***** Study material

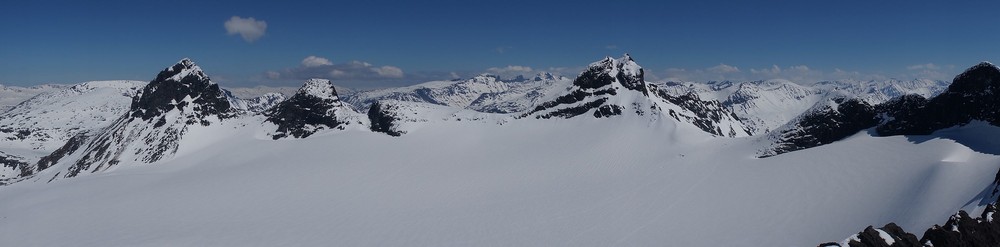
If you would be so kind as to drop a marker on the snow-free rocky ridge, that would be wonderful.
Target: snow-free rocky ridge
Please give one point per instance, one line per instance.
(316, 106)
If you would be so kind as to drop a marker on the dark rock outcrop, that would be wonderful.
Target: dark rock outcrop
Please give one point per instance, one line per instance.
(972, 96)
(961, 230)
(180, 95)
(825, 125)
(593, 88)
(176, 87)
(707, 114)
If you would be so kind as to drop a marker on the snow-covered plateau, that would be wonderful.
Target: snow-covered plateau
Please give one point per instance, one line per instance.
(605, 159)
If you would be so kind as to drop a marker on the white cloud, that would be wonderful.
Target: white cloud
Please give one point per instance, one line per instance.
(723, 69)
(796, 73)
(272, 75)
(319, 67)
(314, 61)
(510, 69)
(249, 28)
(389, 72)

**********

→ Requirement: With the pictures left out, restate word for word every line of the data above, from the first down to the line that contains "Target: dark rock outcrop".

→ Expected output:
If you would be so kind as to drop a marker on the snow-free rocky ridge, that would be wonderful.
Target: snow-free rocky ridge
Please give one point per instance, one line per instance.
(316, 106)
If you would be so kind as to drop a marker on the dark rock outcrop, that would be wonderful.
Target: dark rock outcrop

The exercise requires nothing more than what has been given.